* GIVEN PROBLEM 1 *
According to the reading text on remember and forget defaults, which task produced lower recognition of TBR words?

The fact that the R-default task produced lower recognition of TBR words than the F-default task hints at metacognitive differences in how participants might have approached the task. Just as the prediction scale is used differently for JOLs versus JOFs, participants may have approached their memory task differently when the default was to remember compared to when the default was to forget. As suggested for the judgement framing effect, it seems likely that the instructions to treat remembering as the default task or to treat forgetting as the default task activated different beliefs in the participants (cf. Dunlosky & Tauber, 2014). Possibly, participants who were required to remember unless instructed otherwise perceived the task as more difficult than those who were required to forget unless instructed otherwise. If so, perceived difficulty might have led participants in the R-default task to engage in more active monitoring of rehearsal and control processes, thereby diverting limited-capacity resources away from the successful implementation of those processes (cf. Beilock & Carr, 2005). This seems unlikely, however, given that intentional forgetting also requires the engagement of active cognitive control (Cheng et al., 2012; Fawcett & Taylor, 2008; Wylie et al., 2008) and yet – compared to TBR items – TBF items were recognized at similar rates in the R-default and F-default groups. Instead, perceived difficulty of the R-default task compared to the F-default task might have made the R-default task seem more threatening – as might happen, for example, if participants equate achievement with intelligence (e.g. Theobald et al., 2020). Such a threat could limit the efficiency of working memory (e.g. Beilock et al., 2007; Van Ast et al., 2016), reducing the successful encoding of TBR items that R-default participants intended to commit to long-term memory.

* DATA ENTRIES *
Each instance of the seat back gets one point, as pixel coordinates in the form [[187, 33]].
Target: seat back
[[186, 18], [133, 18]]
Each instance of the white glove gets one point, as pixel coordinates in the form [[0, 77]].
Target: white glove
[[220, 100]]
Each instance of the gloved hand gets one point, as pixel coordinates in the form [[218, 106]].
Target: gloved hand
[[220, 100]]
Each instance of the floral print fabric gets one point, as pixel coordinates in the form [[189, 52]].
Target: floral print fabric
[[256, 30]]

==

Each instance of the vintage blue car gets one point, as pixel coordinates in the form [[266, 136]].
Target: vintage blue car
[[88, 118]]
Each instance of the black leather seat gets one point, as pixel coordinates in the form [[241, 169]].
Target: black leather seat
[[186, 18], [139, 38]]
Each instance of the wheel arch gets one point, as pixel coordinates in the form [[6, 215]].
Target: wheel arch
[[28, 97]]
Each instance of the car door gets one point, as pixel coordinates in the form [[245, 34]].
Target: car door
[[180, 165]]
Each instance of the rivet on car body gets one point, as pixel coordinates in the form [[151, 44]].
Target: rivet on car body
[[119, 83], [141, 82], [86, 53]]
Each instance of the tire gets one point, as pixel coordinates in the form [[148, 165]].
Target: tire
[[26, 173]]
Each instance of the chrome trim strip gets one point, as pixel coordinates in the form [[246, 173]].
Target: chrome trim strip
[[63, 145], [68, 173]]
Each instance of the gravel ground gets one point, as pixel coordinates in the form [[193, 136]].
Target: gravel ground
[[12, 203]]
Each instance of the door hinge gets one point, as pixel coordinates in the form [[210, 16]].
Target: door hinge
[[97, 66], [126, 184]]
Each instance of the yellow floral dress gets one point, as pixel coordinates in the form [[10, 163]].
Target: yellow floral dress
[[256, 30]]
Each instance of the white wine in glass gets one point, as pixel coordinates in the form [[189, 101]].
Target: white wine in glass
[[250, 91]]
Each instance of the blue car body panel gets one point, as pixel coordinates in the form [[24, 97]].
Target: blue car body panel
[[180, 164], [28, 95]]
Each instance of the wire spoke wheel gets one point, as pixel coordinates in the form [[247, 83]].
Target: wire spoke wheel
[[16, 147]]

* GIVEN PROBLEM 2 *
Format everything in the listing from the line containing "Each instance of the vintage" down to the line containing "[[186, 18], [139, 38]]" as a Markdown table with the columns "No." and "Line", giving each nonblank line its own row.

* EXERCISE ANSWER 1 *
The R-default task produced lower recognition of TBR words than the F-default task.

* EXERCISE ANSWER 2 *
| No. | Line |
|---|---|
| 1 | Each instance of the vintage blue car gets one point, as pixel coordinates in the form [[266, 136]]. |
| 2 | Target: vintage blue car |
| 3 | [[88, 118]] |
| 4 | Each instance of the black leather seat gets one point, as pixel coordinates in the form [[241, 169]]. |
| 5 | Target: black leather seat |
| 6 | [[186, 18], [139, 38]] |